*What is needed*
Copy all of the material below word for word, but leave out the pictures.

*Record list*
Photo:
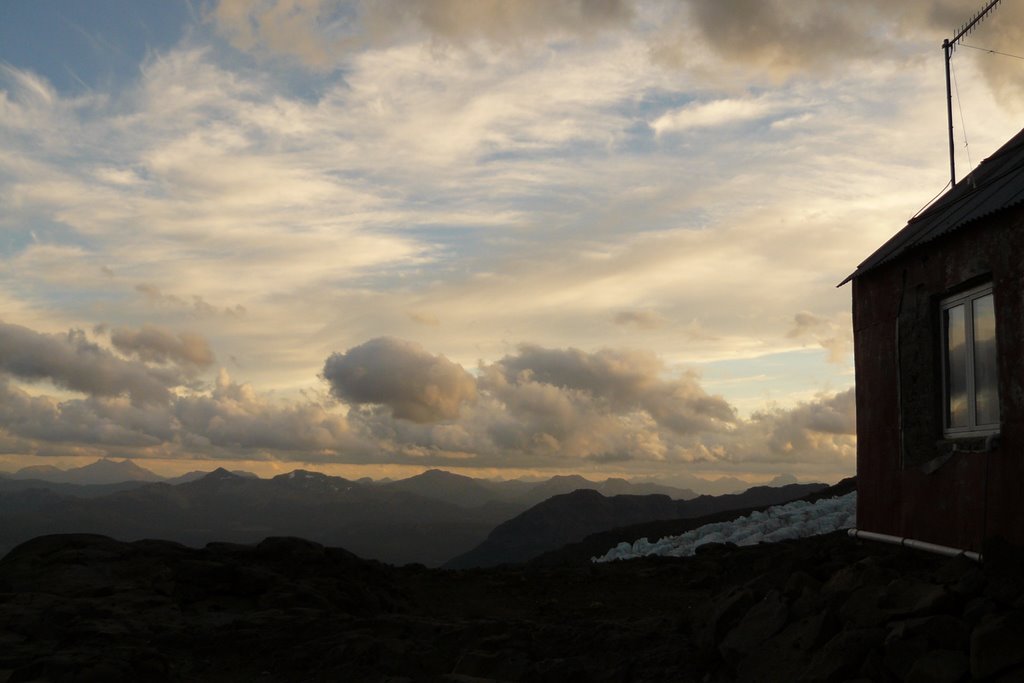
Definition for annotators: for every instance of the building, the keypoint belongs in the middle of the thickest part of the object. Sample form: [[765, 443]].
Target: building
[[938, 318]]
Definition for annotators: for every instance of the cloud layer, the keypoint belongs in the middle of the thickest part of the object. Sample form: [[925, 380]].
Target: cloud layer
[[506, 232], [536, 408]]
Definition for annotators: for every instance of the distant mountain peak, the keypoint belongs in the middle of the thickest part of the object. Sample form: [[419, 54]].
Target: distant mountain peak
[[220, 474], [103, 470]]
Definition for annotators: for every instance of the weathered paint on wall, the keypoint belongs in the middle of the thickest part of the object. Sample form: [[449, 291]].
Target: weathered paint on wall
[[910, 480]]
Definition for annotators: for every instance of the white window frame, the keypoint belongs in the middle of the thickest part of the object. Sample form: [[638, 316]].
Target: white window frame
[[966, 298]]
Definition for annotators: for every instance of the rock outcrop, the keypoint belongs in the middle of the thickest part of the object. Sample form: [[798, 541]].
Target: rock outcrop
[[828, 608]]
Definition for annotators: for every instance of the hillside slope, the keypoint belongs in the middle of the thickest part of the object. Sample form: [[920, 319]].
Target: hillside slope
[[571, 517]]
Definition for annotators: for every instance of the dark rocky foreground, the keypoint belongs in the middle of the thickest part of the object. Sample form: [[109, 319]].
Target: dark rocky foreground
[[830, 608]]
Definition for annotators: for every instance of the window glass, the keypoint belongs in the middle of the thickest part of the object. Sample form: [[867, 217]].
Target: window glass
[[956, 408], [986, 380]]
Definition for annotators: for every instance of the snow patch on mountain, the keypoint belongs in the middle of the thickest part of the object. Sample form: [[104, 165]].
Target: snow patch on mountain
[[793, 520]]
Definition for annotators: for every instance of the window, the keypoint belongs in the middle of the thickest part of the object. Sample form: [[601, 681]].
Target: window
[[970, 379]]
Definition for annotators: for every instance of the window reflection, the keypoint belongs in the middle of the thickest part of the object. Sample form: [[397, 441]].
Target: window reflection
[[956, 409], [986, 394]]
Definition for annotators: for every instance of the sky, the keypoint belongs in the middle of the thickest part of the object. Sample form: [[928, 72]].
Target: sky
[[503, 238]]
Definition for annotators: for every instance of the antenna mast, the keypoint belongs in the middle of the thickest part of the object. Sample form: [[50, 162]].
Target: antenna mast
[[948, 46]]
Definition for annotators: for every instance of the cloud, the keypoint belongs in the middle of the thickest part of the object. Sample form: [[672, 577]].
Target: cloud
[[238, 418], [824, 428], [835, 338], [644, 319], [400, 375], [198, 306], [156, 344], [74, 363], [624, 380], [536, 408], [321, 33], [712, 114]]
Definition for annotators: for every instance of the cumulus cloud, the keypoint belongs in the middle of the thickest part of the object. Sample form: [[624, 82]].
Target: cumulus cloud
[[198, 306], [536, 408], [820, 429], [625, 380], [400, 375], [73, 361], [834, 337], [237, 417], [156, 344], [645, 319]]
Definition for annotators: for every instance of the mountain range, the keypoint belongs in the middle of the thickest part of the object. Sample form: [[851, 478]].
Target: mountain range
[[570, 517], [430, 518]]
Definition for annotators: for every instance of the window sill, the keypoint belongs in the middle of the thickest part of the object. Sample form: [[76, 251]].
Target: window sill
[[973, 441]]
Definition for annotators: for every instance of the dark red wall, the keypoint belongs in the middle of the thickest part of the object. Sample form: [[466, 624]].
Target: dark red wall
[[971, 496]]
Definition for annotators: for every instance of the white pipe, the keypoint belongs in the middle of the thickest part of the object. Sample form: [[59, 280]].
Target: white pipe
[[912, 543]]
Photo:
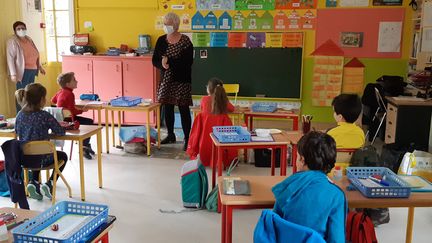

*Solution below*
Photo:
Definition for annotators: for every instance of the building, the keypoint belongs in the middle of the thickest part of the object. Sample form: [[765, 443]].
Target: building
[[938, 318]]
Definition for annotators: for every instance of the cloud layer, the keypoint belongs in the middle of the thickest part of the object. Sample form: [[925, 380]].
Target: cloud layer
[[506, 232], [536, 408]]
Definition for annotators: for every instance of the distant mountain peak, the keypoint belongs in the middle of the thickest part of the object. Sample form: [[419, 54]].
Target: distant mountain peak
[[220, 474], [103, 470]]
Definition for annotators: for every instance of the weathered paint on wall, the keypoint belongs in the middle of the thickest part of the object. Sample form: [[449, 291]].
Target: weathered paint on wall
[[910, 480]]
Definition for annotators: for every instance of the white window frame, the keypoint belongs in the middle of the thickest part of the object. Sample form: [[638, 316]].
Target: white window frame
[[966, 298]]
Definition for annotators: for every instance of the rock outcrop, the keypoint belongs in the middle of the thickest part of the object. Sample form: [[798, 541]].
Target: rock outcrop
[[828, 608]]
Definition for annotators: for every instance of the hillside slope, the keypoint belongs in the middle of the thickest part of the object. Sample form: [[920, 319]].
Target: hillside slope
[[571, 517]]
Definition for annotators: for every instance of the dark rocky foreground, the keypoint belongs in the middle of the thickest part of the object. Sample form: [[109, 319]].
Target: dark rocky foreground
[[830, 608]]
Definition for annotators: for every instance of the window glass, the keypoint belongs in the middle of the thickest part of the object. Sample form: [[867, 217]].
Target: window glass
[[956, 408], [986, 380]]
Definition for annotators: for every instance of the snow patch on mountain, the keypoint belongs in the middle of the thickest part of the object. Sample form: [[104, 165]].
Target: snow patch on mountain
[[793, 520]]
Definition for annotators: for every instance of the window, the keypoint belongs in the middle of the thickest part of the object. Sample form: [[601, 681]].
Target: window
[[970, 379]]
Definition for annotators: for every instance of the window reflection, the keypoint belongs in the middle of the thickest part of the object. Sample form: [[397, 441]].
Target: window reflection
[[956, 409], [986, 394]]
Definition for annotators: for every instance of the sky, the keypoint belongs in the middle of the thickest part of the object. Sample form: [[928, 72]].
Target: sky
[[503, 238]]
Definition for annotators: for every instance of the antenna mast, the keypoint belongs in the middle of the thickest part of the object. Sample form: [[50, 162]].
Target: antenna mast
[[948, 46]]
Definition for annotators: for every instance of the cloud, the keypoint belongs in the middle of the thickest part of the object. Sample form: [[672, 577]].
Target: cloud
[[238, 418], [824, 428], [835, 338], [644, 319], [400, 375], [198, 306], [156, 344], [74, 363], [624, 380], [536, 408], [321, 33], [712, 114]]
Definition for annotators: for every instance of the cumulus cloud, the keypoint belongs in the middle of the thickest part of the object. Sample form: [[624, 82]].
Target: cumulus cloud
[[198, 306], [536, 408], [820, 429], [625, 380], [400, 375], [73, 361], [834, 337], [237, 417], [156, 344], [645, 319]]
Definition for annotators: for every instance of the mountain range, the keypoint belongs in the middle of the thickest part of the object. Sample form: [[851, 478]].
Target: mountain range
[[570, 517], [430, 518]]
Definition for annotators: for every instance of the window sill, the keypoint belongs in the middle of the thickest part of the object. Sample form: [[76, 251]].
Target: window sill
[[973, 441]]
Definition for annotators: for every instance of the dark red wall, the keypoint belongs in the middle of the thickest part of the object. Sample form: [[466, 624]].
Target: dark red wall
[[971, 496]]
Definition for annotators: for every instance of the white pipe, the keypoint belongs in the middle of the thickest part of the object. Sample form: [[59, 280]].
Target: white pipe
[[912, 543]]
Photo:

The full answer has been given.